> GOAL OF THE EXERCISE: Write the entries below again, precisely as they appear.

Content starts

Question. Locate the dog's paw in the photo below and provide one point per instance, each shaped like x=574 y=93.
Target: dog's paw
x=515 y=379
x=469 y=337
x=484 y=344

Content ends

> WRITTEN REPLY:
Question. Locate the dog's paw in the photo below and provide one point per instance, each shaped like x=574 y=93.
Target: dog's paw
x=515 y=379
x=469 y=337
x=484 y=344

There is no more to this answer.